Texte à lire:
╔══

Les politiques sociales sont en constante évolution, en lien avec le contexte socioéconomique. Il paraît donc important de comprendre de quelle manière les politiques sociales ont changé pour en arriver au modèle que nous connaissons aujourd’hui, ainsi que les enjeux que cela peut créer. De plus, comme le dit Castel (2009, p. 223) : « L’Etat social et le travail social ont déjà une assez longue histoire commune. {…} Je pars de l’hypothèse qu’il existe des correspondances assez étroites entre le développement de l’Etat social et celui du travail social. Il ne s’agit pas de relations de détermination mécanique, mais de participation à une dynamique commune. ». Il paraît donc clairement impossible de comprendre l’évolution du travail social et la mise en place d’un système passant par l’insertion sans comprendre l’histoire des politiques sociales.
Selon Cassiers et Reman (2007), l’Etat Providence naît au milieu du XIXe siècle. Il sera alors suivi de la création, en Allemagne en 1883-1889, par Bismarck, d’un système d’assurances obligatoires. Ce nouveau modèle sera ensuite repris à travers l’Europe, jusqu’après la première guerre mondiale. La crise des années 30, l’augmentation du chômage et de la pauvreté renforcent encore plus le pouvoir de l’Etat dans la gestion des assurances. Le concept de sécurité sociale ne tarde pas à apparaître, en 1941, dans la charte de l’Atlantique, signée par Roosvelt et Churchill. Durant la seconde guerre mondiale, une commission est créée au Royaume-Uni afin de mettre en place un nouveau modèle d’assurance sociale (Hill, 2010). Cette commission est présidée par William Beveridge. Elle propose un nouveau modèle qui a pour but de garantir une sécurité du revenu. Pour cela, Beveridge souhaite protéger tous les citoyens contre la maladie, le chômage ou lorsqu’ils atteignent un âge avancé. Ce modèle se doit d’être universel et de permettre à tout un chacun de vivre au-dessus du seuil de pauvreté.

╚══

Action demandée:
Recopiez à l'identique le passage du texte sur l'histoire des politiques sociales, de « Les politiques sociales sont » à « des politiques sociales. ».

Données extraites:

╔══

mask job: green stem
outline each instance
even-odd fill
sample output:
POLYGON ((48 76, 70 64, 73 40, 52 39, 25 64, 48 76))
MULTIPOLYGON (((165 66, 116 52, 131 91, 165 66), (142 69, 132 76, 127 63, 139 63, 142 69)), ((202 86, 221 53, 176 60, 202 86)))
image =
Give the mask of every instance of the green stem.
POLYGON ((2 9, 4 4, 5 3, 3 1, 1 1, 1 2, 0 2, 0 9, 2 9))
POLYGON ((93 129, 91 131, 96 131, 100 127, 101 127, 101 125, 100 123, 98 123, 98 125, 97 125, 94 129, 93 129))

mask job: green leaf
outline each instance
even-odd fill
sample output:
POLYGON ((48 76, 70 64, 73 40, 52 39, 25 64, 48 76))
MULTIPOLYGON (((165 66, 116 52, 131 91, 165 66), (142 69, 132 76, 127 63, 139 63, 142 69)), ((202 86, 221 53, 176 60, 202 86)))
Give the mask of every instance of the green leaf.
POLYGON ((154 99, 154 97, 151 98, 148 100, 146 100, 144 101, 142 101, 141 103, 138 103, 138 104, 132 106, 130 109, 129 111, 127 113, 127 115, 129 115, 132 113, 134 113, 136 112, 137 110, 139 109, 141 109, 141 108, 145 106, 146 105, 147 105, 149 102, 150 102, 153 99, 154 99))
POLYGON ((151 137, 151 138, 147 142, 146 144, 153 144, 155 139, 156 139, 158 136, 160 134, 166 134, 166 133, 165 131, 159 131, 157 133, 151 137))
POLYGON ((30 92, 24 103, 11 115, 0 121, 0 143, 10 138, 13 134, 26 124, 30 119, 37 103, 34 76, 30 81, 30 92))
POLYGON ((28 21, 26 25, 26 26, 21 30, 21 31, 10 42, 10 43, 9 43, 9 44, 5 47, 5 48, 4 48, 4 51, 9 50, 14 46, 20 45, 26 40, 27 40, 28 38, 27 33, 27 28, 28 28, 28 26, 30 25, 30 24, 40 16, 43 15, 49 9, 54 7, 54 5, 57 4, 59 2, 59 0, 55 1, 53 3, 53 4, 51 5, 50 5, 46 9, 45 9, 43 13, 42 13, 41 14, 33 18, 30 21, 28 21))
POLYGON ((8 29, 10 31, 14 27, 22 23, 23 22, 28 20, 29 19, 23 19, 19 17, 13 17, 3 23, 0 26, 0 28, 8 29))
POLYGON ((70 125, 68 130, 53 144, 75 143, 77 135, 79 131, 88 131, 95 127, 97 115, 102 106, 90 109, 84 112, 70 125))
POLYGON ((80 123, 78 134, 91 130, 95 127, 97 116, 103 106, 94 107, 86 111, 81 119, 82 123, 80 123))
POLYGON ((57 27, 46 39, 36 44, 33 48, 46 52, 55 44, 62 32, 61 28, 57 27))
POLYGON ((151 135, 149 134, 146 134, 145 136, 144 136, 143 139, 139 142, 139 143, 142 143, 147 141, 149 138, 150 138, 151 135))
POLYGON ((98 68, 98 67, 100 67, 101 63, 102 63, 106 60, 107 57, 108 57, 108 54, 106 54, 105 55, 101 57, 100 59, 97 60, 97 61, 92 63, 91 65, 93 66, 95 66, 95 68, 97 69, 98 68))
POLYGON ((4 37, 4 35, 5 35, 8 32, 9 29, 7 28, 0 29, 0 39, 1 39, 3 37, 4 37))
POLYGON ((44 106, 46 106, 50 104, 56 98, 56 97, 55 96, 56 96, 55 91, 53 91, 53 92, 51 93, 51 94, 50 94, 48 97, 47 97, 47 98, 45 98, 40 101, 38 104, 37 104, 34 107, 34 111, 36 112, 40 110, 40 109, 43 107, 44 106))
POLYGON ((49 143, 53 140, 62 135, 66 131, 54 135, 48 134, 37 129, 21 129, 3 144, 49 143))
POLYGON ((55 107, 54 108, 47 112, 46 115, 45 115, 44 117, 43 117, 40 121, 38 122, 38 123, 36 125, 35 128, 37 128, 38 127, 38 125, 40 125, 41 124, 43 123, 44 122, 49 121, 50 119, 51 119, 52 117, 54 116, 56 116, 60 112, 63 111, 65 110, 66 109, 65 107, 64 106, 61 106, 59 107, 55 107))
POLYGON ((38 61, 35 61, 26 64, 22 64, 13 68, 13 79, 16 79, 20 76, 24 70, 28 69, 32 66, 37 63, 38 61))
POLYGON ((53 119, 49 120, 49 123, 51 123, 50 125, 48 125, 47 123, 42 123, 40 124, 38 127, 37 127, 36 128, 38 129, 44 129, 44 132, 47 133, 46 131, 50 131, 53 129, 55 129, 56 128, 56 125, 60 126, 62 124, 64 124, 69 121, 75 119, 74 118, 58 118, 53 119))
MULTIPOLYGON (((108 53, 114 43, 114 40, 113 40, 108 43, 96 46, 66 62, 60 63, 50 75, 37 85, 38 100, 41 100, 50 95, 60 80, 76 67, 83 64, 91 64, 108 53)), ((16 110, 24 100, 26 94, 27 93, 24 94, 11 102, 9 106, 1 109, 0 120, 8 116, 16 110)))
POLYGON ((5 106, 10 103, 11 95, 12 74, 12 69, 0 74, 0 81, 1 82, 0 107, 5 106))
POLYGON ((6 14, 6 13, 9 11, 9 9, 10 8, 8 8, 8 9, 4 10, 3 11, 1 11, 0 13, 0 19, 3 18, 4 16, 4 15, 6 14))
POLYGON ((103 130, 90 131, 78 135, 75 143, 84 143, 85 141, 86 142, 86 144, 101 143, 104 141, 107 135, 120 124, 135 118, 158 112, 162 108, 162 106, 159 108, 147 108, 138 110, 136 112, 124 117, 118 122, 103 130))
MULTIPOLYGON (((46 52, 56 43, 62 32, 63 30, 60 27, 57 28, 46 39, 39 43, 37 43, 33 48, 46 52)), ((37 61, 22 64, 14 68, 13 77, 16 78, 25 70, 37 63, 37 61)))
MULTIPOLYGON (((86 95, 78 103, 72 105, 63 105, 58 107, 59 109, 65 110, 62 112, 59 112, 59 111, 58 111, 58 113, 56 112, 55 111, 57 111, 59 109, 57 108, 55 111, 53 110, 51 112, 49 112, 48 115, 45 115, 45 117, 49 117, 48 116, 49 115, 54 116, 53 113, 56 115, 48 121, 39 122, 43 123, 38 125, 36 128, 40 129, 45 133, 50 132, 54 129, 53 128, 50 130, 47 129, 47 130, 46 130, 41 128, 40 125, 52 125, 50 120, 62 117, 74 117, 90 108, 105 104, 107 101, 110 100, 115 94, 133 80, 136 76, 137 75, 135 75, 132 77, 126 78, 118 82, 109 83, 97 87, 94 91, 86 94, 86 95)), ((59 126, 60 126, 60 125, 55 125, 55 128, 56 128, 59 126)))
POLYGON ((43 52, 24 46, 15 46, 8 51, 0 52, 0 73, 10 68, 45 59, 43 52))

╚══

Réponse attendue:
Les politiques sociales sont en constante évolution, en lien avec le contexte socioéconomique. Il paraît donc important de comprendre de quelle manière les politiques sociales ont changé pour en arriver au modèle que nous connaissons aujourd’hui, ainsi que les enjeux que cela peut créer. De plus, comme le dit Castel (2009, p. 223) : « L’Etat social et le travail social ont déjà une assez longue histoire commune. {…} Je pars de l’hypothèse qu’il existe des correspondances assez étroites entre le développement de l’Etat social et celui du travail social. Il ne s’agit pas de relations de détermination mécanique, mais de participation à une dynamique commune. ». Il paraît donc clairement impossible de comprendre l’évolution du travail social et la mise en place d’un système passant par l’insertion sans comprendre l’histoire des politiques sociales.